GIVEN REQUEST
Reproduce verbatim the lines of the entries below, starting at the line containing "Provide one marker per instance of the green pepper" and ending at the line containing "x=177, y=179", with both of those lines included.

═══ TASK DATA ═══

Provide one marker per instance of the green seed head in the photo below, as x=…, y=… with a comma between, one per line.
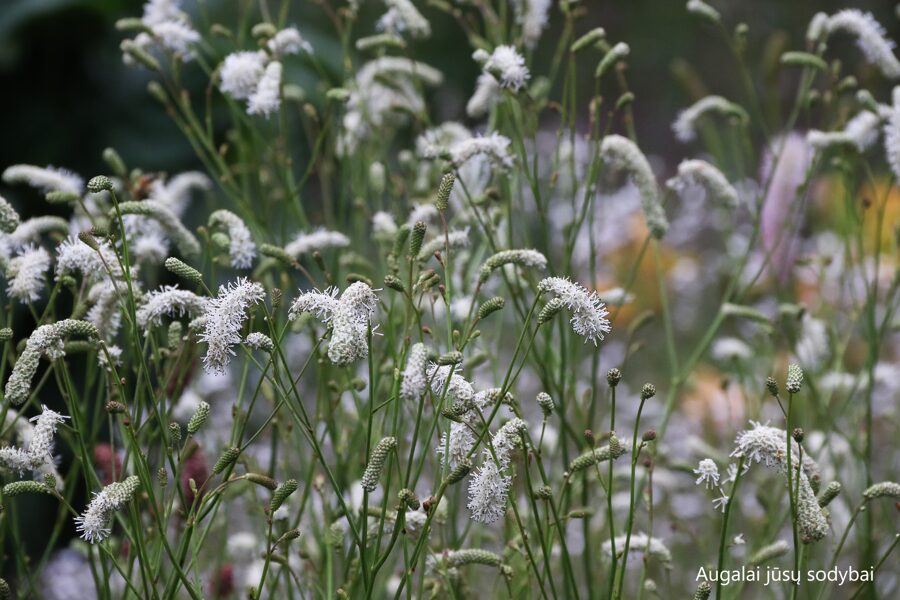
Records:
x=228, y=458
x=100, y=183
x=416, y=239
x=490, y=307
x=376, y=463
x=282, y=493
x=442, y=198
x=199, y=418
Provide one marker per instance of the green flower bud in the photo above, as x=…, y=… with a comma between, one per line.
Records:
x=376, y=463
x=491, y=306
x=199, y=418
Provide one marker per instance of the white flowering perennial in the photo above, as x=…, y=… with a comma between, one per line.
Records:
x=403, y=16
x=870, y=38
x=288, y=41
x=494, y=146
x=383, y=94
x=45, y=179
x=320, y=239
x=40, y=447
x=74, y=256
x=167, y=28
x=259, y=341
x=241, y=248
x=224, y=318
x=456, y=238
x=892, y=134
x=414, y=382
x=25, y=274
x=489, y=486
x=457, y=387
x=685, y=126
x=486, y=95
x=860, y=132
x=170, y=301
x=266, y=99
x=46, y=340
x=506, y=65
x=700, y=173
x=526, y=258
x=640, y=542
x=94, y=522
x=621, y=154
x=588, y=311
x=349, y=317
x=707, y=473
x=768, y=445
x=240, y=73
x=533, y=19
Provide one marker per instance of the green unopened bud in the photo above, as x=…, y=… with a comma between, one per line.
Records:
x=115, y=408
x=794, y=378
x=459, y=472
x=9, y=218
x=376, y=463
x=472, y=556
x=549, y=311
x=17, y=488
x=263, y=30
x=175, y=333
x=377, y=177
x=409, y=499
x=88, y=239
x=546, y=404
x=589, y=39
x=614, y=450
x=378, y=41
x=400, y=239
x=442, y=198
x=60, y=197
x=885, y=489
x=282, y=493
x=416, y=239
x=183, y=270
x=703, y=591
x=804, y=59
x=199, y=418
x=227, y=459
x=706, y=12
x=394, y=283
x=543, y=493
x=490, y=306
x=288, y=536
x=830, y=492
x=613, y=377
x=615, y=54
x=262, y=480
x=175, y=432
x=139, y=55
x=450, y=358
x=115, y=162
x=767, y=553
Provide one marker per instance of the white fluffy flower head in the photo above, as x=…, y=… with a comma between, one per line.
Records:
x=588, y=311
x=225, y=316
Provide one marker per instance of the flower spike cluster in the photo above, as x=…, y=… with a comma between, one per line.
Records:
x=588, y=311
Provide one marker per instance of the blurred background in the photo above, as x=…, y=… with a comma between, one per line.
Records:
x=66, y=94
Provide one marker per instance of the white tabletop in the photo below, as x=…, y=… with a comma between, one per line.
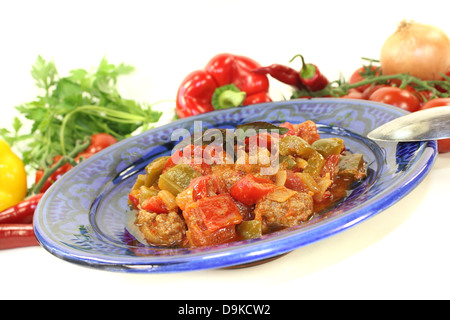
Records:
x=401, y=253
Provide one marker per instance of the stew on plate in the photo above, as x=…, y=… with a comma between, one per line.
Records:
x=209, y=194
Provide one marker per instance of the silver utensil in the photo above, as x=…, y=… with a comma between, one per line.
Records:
x=423, y=125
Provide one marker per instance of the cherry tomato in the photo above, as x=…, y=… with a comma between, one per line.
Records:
x=358, y=76
x=397, y=97
x=353, y=94
x=99, y=142
x=444, y=144
x=437, y=102
x=371, y=89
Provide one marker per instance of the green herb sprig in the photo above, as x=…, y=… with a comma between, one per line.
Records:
x=71, y=109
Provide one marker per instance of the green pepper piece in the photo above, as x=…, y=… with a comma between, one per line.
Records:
x=295, y=146
x=352, y=166
x=154, y=169
x=146, y=192
x=329, y=146
x=250, y=229
x=287, y=162
x=315, y=164
x=177, y=179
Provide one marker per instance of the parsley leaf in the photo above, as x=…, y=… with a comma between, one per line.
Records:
x=74, y=107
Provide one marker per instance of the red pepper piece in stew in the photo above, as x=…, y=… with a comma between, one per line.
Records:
x=250, y=189
x=219, y=211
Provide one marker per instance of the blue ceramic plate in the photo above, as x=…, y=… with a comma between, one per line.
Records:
x=83, y=217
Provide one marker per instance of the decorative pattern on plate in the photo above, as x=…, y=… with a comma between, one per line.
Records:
x=84, y=217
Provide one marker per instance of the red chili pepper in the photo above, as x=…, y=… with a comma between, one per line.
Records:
x=311, y=76
x=283, y=74
x=22, y=212
x=15, y=235
x=227, y=81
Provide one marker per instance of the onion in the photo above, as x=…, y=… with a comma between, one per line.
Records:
x=421, y=50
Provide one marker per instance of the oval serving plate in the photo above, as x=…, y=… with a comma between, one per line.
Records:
x=84, y=217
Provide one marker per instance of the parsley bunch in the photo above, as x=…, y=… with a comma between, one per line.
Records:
x=73, y=108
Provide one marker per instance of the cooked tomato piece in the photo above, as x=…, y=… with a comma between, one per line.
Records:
x=294, y=182
x=250, y=189
x=218, y=211
x=206, y=186
x=133, y=196
x=199, y=235
x=154, y=204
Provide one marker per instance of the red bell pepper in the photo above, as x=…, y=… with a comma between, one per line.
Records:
x=227, y=81
x=283, y=74
x=311, y=76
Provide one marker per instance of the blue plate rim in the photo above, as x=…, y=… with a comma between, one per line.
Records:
x=222, y=256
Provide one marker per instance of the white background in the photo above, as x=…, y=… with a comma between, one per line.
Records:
x=401, y=253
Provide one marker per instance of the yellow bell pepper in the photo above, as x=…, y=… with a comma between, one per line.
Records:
x=13, y=178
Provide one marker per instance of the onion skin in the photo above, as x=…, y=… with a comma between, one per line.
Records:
x=421, y=50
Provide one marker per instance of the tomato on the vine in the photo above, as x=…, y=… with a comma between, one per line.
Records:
x=397, y=97
x=444, y=144
x=358, y=76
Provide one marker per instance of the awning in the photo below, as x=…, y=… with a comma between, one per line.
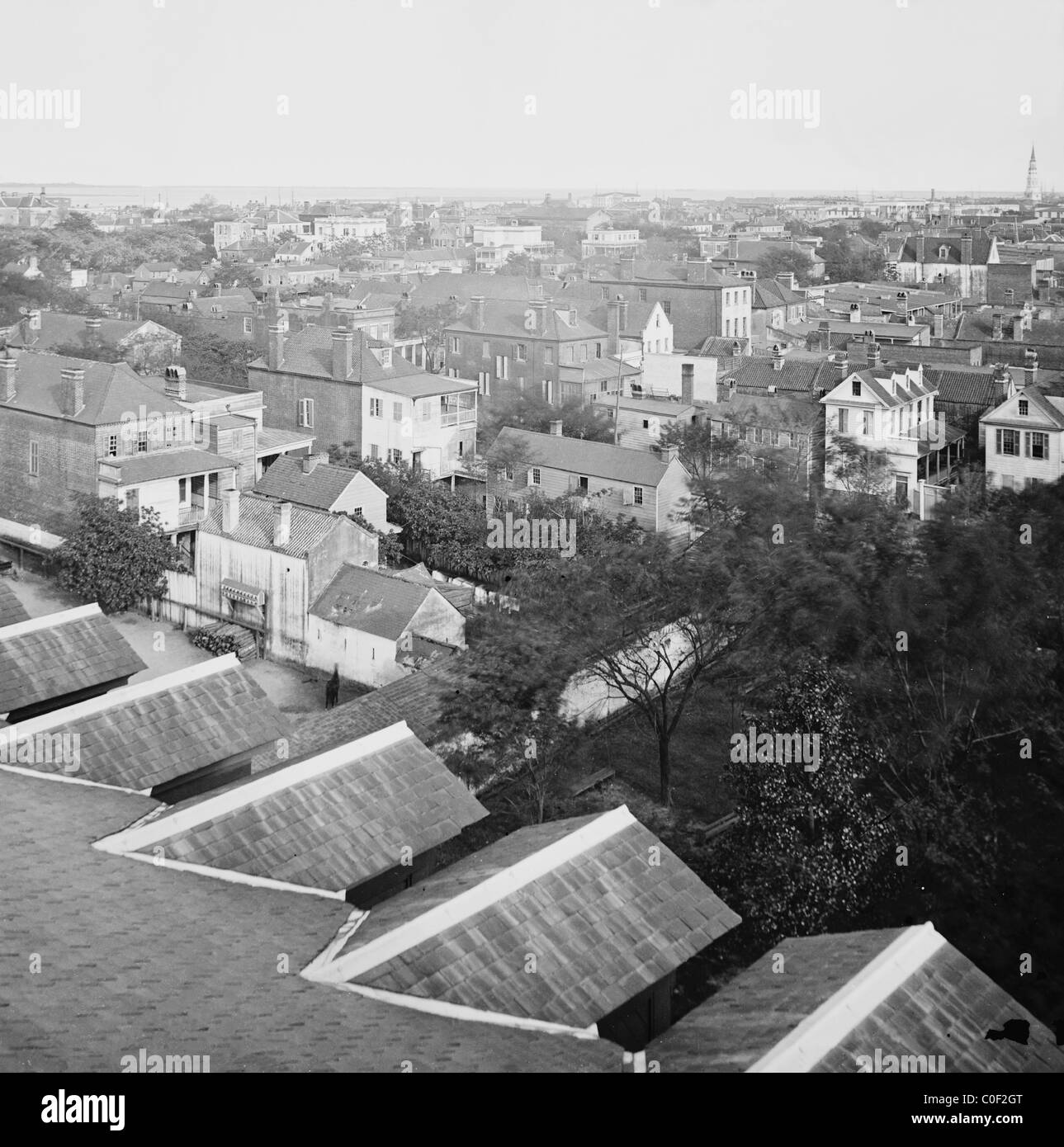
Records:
x=244, y=593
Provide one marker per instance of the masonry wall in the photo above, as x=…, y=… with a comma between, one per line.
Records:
x=67, y=467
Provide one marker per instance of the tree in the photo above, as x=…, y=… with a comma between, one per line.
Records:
x=811, y=847
x=779, y=259
x=115, y=556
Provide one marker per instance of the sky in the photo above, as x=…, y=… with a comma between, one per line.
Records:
x=608, y=94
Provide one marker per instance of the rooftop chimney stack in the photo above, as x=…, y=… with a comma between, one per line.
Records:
x=8, y=367
x=177, y=385
x=73, y=391
x=276, y=347
x=343, y=353
x=229, y=511
x=281, y=524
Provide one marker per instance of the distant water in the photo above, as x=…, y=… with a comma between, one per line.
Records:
x=86, y=195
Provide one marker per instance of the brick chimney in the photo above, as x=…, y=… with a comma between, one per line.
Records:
x=343, y=353
x=229, y=511
x=71, y=391
x=281, y=524
x=1031, y=365
x=8, y=367
x=538, y=314
x=1002, y=378
x=177, y=385
x=276, y=347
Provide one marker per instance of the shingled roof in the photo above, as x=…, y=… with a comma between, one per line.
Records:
x=11, y=607
x=604, y=923
x=50, y=656
x=579, y=455
x=329, y=823
x=144, y=956
x=319, y=489
x=372, y=602
x=904, y=990
x=146, y=734
x=309, y=528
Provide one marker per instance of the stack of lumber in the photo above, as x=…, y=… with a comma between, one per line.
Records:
x=224, y=637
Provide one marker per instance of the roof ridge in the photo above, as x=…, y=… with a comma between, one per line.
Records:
x=482, y=894
x=823, y=1029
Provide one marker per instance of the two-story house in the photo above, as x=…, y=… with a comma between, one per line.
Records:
x=73, y=427
x=527, y=347
x=349, y=388
x=887, y=413
x=651, y=488
x=1024, y=438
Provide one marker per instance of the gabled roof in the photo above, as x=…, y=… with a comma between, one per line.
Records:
x=146, y=734
x=11, y=607
x=50, y=656
x=578, y=455
x=320, y=489
x=362, y=599
x=199, y=970
x=310, y=352
x=111, y=389
x=508, y=318
x=329, y=823
x=902, y=990
x=604, y=925
x=755, y=374
x=308, y=530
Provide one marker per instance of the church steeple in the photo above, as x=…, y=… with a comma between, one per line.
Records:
x=1032, y=191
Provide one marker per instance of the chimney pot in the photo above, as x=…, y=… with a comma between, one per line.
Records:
x=229, y=511
x=281, y=524
x=8, y=367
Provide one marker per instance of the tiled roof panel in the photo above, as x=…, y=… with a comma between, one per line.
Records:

═══

COMPLETED TASK
Provide one marker per instance of the green pepper piece in the photo above, as x=…, y=… with a comma between, one per line.
Records:
x=295, y=146
x=352, y=166
x=154, y=169
x=146, y=192
x=329, y=146
x=250, y=229
x=287, y=162
x=315, y=164
x=177, y=179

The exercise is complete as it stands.